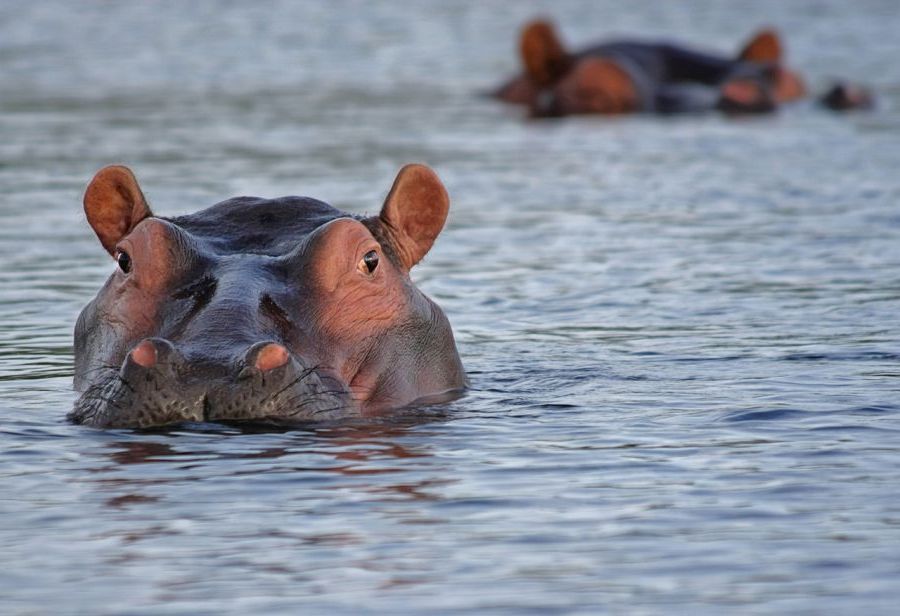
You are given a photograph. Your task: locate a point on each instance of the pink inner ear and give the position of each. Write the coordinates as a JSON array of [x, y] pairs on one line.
[[114, 205], [414, 212]]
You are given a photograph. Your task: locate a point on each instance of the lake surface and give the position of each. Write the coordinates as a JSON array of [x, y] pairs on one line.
[[682, 334]]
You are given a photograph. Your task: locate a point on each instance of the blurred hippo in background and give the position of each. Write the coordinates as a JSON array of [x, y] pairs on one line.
[[257, 309], [626, 76]]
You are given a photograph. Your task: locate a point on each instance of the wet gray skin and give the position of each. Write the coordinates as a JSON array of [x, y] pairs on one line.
[[261, 309]]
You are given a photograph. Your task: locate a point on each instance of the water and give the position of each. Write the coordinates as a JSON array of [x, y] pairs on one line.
[[682, 334]]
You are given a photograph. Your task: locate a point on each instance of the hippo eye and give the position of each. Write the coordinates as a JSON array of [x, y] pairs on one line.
[[368, 263], [124, 261]]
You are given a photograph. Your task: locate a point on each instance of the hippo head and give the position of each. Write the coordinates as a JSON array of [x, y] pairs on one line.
[[261, 309]]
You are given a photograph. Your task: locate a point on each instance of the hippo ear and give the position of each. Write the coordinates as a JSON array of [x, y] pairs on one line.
[[114, 205], [414, 212]]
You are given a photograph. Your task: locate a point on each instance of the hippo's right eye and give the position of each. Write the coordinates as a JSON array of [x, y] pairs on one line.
[[124, 261]]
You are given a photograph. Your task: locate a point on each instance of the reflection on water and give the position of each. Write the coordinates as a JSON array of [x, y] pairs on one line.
[[681, 333]]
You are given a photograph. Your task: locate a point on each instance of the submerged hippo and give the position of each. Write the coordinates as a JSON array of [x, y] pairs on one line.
[[630, 76], [261, 309]]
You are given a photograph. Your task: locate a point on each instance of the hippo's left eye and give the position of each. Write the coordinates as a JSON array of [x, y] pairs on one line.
[[368, 263]]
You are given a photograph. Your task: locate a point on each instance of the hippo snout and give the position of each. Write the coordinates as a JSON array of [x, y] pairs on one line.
[[157, 384]]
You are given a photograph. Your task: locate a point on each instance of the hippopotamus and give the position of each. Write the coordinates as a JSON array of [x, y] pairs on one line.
[[257, 309], [628, 76]]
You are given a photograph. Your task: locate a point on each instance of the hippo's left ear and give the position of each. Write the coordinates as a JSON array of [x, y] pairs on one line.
[[114, 205], [414, 213]]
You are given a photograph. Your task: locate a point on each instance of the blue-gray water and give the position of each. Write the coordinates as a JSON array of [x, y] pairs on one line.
[[682, 334]]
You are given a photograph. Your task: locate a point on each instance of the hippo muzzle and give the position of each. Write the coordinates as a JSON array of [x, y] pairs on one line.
[[156, 385], [261, 310]]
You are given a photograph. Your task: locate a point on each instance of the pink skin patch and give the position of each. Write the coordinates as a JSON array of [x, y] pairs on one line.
[[144, 354], [271, 356]]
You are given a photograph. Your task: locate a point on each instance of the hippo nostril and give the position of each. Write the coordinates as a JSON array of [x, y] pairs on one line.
[[271, 356], [144, 354]]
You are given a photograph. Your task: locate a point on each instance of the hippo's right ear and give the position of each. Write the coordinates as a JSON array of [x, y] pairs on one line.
[[114, 205], [414, 213]]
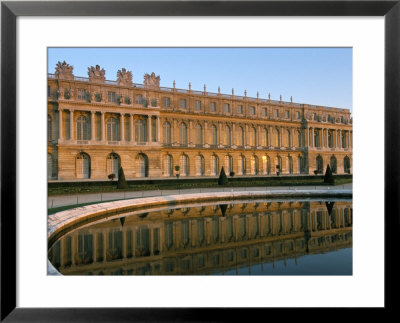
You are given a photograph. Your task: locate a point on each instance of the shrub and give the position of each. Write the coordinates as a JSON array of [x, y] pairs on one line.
[[121, 184], [328, 178], [222, 180]]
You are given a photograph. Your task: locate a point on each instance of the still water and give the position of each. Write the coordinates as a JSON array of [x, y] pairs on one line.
[[257, 237]]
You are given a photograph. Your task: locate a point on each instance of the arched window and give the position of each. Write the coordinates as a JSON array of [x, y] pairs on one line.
[[240, 136], [214, 165], [266, 165], [319, 165], [199, 135], [168, 171], [142, 165], [82, 128], [299, 140], [82, 166], [300, 164], [112, 129], [289, 138], [228, 136], [266, 138], [166, 133], [290, 164], [333, 164], [214, 134], [346, 165], [330, 138], [49, 128], [254, 165], [49, 166], [141, 131], [228, 161], [199, 165], [344, 139], [184, 167], [253, 137], [241, 165], [183, 134], [317, 138], [113, 164], [278, 164], [277, 138]]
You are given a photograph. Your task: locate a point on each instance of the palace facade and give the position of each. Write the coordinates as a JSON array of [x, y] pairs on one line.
[[96, 125], [204, 239]]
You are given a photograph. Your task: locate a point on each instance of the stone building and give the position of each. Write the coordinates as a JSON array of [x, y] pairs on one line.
[[96, 125]]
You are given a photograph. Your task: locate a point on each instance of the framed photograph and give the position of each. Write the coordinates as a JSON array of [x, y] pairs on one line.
[[109, 130]]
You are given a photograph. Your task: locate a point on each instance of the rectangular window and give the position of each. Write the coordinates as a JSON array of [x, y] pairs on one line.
[[81, 94], [265, 112], [182, 103], [112, 97], [213, 106], [227, 108], [198, 105], [166, 102], [138, 99]]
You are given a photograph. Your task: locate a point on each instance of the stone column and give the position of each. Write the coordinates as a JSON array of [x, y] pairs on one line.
[[149, 128], [132, 126], [233, 135], [60, 125], [158, 130], [93, 132], [71, 124], [103, 127], [308, 137], [122, 128], [219, 133]]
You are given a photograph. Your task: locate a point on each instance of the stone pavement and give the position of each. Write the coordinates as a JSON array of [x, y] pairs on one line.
[[75, 199]]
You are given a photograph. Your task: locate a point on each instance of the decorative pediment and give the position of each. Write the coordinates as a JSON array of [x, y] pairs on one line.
[[64, 71], [152, 81], [96, 75], [124, 77]]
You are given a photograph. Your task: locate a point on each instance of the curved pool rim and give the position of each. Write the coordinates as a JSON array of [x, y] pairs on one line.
[[62, 222]]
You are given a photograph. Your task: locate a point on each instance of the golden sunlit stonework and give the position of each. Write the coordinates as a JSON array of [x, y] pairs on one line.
[[96, 125]]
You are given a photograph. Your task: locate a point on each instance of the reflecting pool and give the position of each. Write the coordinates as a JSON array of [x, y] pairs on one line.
[[254, 237]]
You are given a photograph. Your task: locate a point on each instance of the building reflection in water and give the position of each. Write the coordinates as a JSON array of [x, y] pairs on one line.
[[204, 239]]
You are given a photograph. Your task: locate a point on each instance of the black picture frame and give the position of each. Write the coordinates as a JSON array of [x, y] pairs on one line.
[[10, 10]]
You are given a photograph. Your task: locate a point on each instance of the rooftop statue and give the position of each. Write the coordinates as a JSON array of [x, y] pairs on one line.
[[64, 71], [96, 74], [151, 81], [124, 77]]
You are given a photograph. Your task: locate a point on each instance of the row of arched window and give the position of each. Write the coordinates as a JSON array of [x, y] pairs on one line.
[[229, 165], [278, 138], [113, 163], [113, 130]]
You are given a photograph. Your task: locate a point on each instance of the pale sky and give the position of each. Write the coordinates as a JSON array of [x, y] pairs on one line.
[[319, 76]]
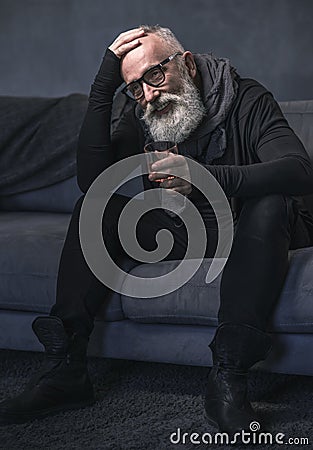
++++++++
## TASK:
Output the material word for word, omitting its pictures.

## RESPONSE TO THE EXERCISE:
You are given a photograph. Your task: locate a point on each instance of the pink inner ear and give the position of each. Write the coordinates as a JSON array of [x, y] pairs on one line.
[[114, 205], [414, 212]]
You are given a photograph. Your task: locate a point on each instance of the lake surface and give the position of each. Write the coordinates as a JSON array of [x, y] pairs on one line.
[[682, 334]]
You are given a photograph. Your task: locate a point on each instance of the blurred hippo in background and give the position of each. Write the coordinates as a JSON array of [x, y] pairs on one line.
[[257, 309], [626, 76]]
You are given a photograph. Your task: locate a point on each instance of the wet gray skin and give the position of each. Write the coordinates as a JSON array of [x, y] pairs on one line.
[[261, 309]]
You are given a photograph. Your task: locate a point on each instance of the water and give the position of each. Write the coordinates as a JSON array of [x, y] pairs on one line.
[[682, 334]]
You are given a photograph. Your task: locate a point on each instance of the hippo eye and give the position of each. Write the coordinates as a JSON array of [x, y] pairs on one line.
[[368, 263], [124, 261]]
You are given a photograph. Your task: locate a point on each instance of the hippo head and give the position of each. Write the coordinates as a JSON array of [x, y] pairs on one line.
[[261, 309]]
You are given a photograph. Your task: locate a point on each instance of the hippo ear and give the position of each. Write the coordinates as a JSON array of [x, y] pairs on one line.
[[114, 205], [414, 212]]
You are given a photograph. Your task: locate a point on each instance of the hippo's right eye and give the position of each. Write the coordinates as a JSON array of [x, y] pairs on one line.
[[124, 261]]
You are given a photograph. Your task: locate a point on each instance of the reflection on water and give the position of each. Write the coordinates as a JSON array of [x, y] pairs on one line.
[[681, 333]]
You are given a photograph. Your task: locate a point on each instance of the submerged hippo and give the position of each. Write the coordinates as a JSON array of [x, y] pairs on one line.
[[630, 76], [261, 309]]
You are given a photograph. Your task: locate a point on each instance of the hippo's left eye and give the position of each. Write the coordinates as a JSON array of [x, y] pairs on one line.
[[368, 263]]
You are given a photograph. Your task: locate a point on each instance of the hippo snout and give the position of each. Write the coordinates as a JSON array of [x, y] pairs on one line.
[[157, 384]]
You are given a photograph. Your task: locate a point on each instance of the hippopotamus and give the position of each. Write the coordinates as a JSON array of [x, y] pairs on one line.
[[257, 309], [628, 76]]
You are given a photograph. Your task: locate a point on each instance of the hippo's left ear and give the position of each. Write the coordinates as a JSON array of [x, y] pairs on one line.
[[114, 205], [414, 213]]
You are given a photograph. Your task: locate a point on each instance of the blue-gray water and give the position of each. Write the coordinates as a JSON array of [x, y] pairs on one line.
[[682, 334]]
You are given a photograph. Your task: locate a point on each instance of the hippo muzzle and give the position of each. Write the coordinates as a JSON array of [x, y] pairs on one line.
[[156, 385], [261, 310]]
You are given a photograph. Your task: locate a point on each instance of the pink skin patch and give the position of each. Write the coordinates as a JSON array of [x, y] pairs on one line.
[[144, 354], [271, 356]]
You are given a photograph. Your task: locate a point on each instance of the hippo nostril and give the position of each. Write the coordinates as a JSON array of [x, y] pairs on one line.
[[271, 356], [144, 354]]
You are given a photograph. Your task: locate a point on each instance of the hippo's right ear and give the position of each. Write the coordinates as a JSON array of [x, y] pairs on one line.
[[114, 205], [414, 213]]
You are given a photograph. Your task: locate a point on each instance of the shrub and give the position of each. Write the coordinates as a JSON array of [x, y] pairs on one line.
[[121, 184], [328, 178], [222, 180]]
You are given a photograph. Your task: locate a point on each instance of the still water and give the position of each. Write the coordinates as a JSON array of [x, y] pairs on one line.
[[257, 237]]
You are given a photograph. Your task: locate a point on each instance of the arched window and give the position of each. Write the coordinates as a JSON array of [x, y] pairs on one line.
[[240, 136], [214, 165], [266, 165], [319, 165], [199, 135], [168, 171], [142, 165], [82, 128], [299, 140], [82, 166], [300, 164], [112, 129], [289, 138], [228, 136], [266, 138], [166, 133], [290, 164], [333, 164], [214, 134], [346, 165], [330, 138], [49, 128], [254, 165], [49, 166], [141, 131], [228, 161], [199, 165], [344, 139], [184, 167], [253, 137], [241, 165], [183, 134], [317, 138], [113, 164], [278, 164], [277, 138]]
You are given a photograph. Your task: locate a point on each instance of the palace facade and give the position of each. Write the coordinates as a JSON array of [x, y] pairs on one line.
[[96, 125], [204, 239]]
You are given a photograph. Your task: locate a point on each instance of the stone building and give the position of each. Write the coordinates as a JSON array of [x, y] pairs on one line.
[[96, 125]]
You are given a photograph. Your task: locate a point on each instance of the framed photograph and give the position of each. Write the coordinates as a JSON array of [x, y] pairs on one line.
[[109, 130]]
You are given a photograph. Your task: locate a point on each instance of the rectangular window and give the position of each. Write the coordinates as a JSON array of [x, y] pairs on one line.
[[81, 94], [265, 112], [182, 103], [112, 97], [213, 106], [227, 108], [198, 105], [166, 102], [138, 99]]
You are given a photograph. Your task: locate a point on each instance of the stone column and give the position of each. Write the coordinates as a JSON array of [x, y] pairs on one line.
[[149, 128], [132, 126], [233, 135], [60, 125], [158, 130], [93, 132], [71, 124], [103, 127], [308, 137], [122, 128], [219, 133]]
You are given a photograph. Your task: locate a point on each instance of the stone pavement and give the position of each. Write the coordinates as a JSON array of [x, y] pairs on one line.
[[75, 199]]
You are given a photograph. Your task: locate a point on each instance of the decorative pediment and give the position of each. Write the coordinates as a JSON array of [x, y] pairs on one line.
[[64, 71], [152, 81], [96, 75], [124, 77]]
You are given a photograph. Your task: locate a point on each instance of the curved pool rim and give the position of each. Write the coordinates as a JSON array of [x, y] pairs on one line.
[[62, 222]]
You are given a photograph. Your task: locate a point on each instance of the golden sunlit stonework and give the position of each. Write the coordinates as a JSON array of [x, y] pairs on one line.
[[96, 125]]
You are given a photograph. Your task: locate a point on each instance of the reflecting pool and give the position of each. Write the coordinates as a JSON array of [x, y] pairs on one line.
[[254, 237]]
You are given a photograph. Your task: locate a point on each instance of the building reflection in water and give the position of each. Write the coordinates as a JSON array of [x, y] pairs on one line.
[[204, 239]]
You are given a photograph. Your task: locate a point on each instance of the black picture frame and give the position of each. Write the coordinates as a JSON array of [x, y] pairs on one line.
[[10, 10]]
You are given a photograph. Your task: locate a point on each instance of the rooftop statue and give the position of each. Write the coordinates as a JSON array of [x, y] pairs on one line.
[[64, 71], [96, 74], [151, 81], [124, 77]]
You are given a photograph. Your task: locate a point on each instance of the row of arched window and give the position of each. Write the coordinates as a JSON array of [x, y] pairs on one line.
[[229, 165], [278, 138], [113, 163], [113, 130]]
You are given a photograph. Your task: locate a point on each instance of the pale sky and give the position of each. Write the coordinates as a JSON array of [x, y] pairs on one line.
[[319, 76]]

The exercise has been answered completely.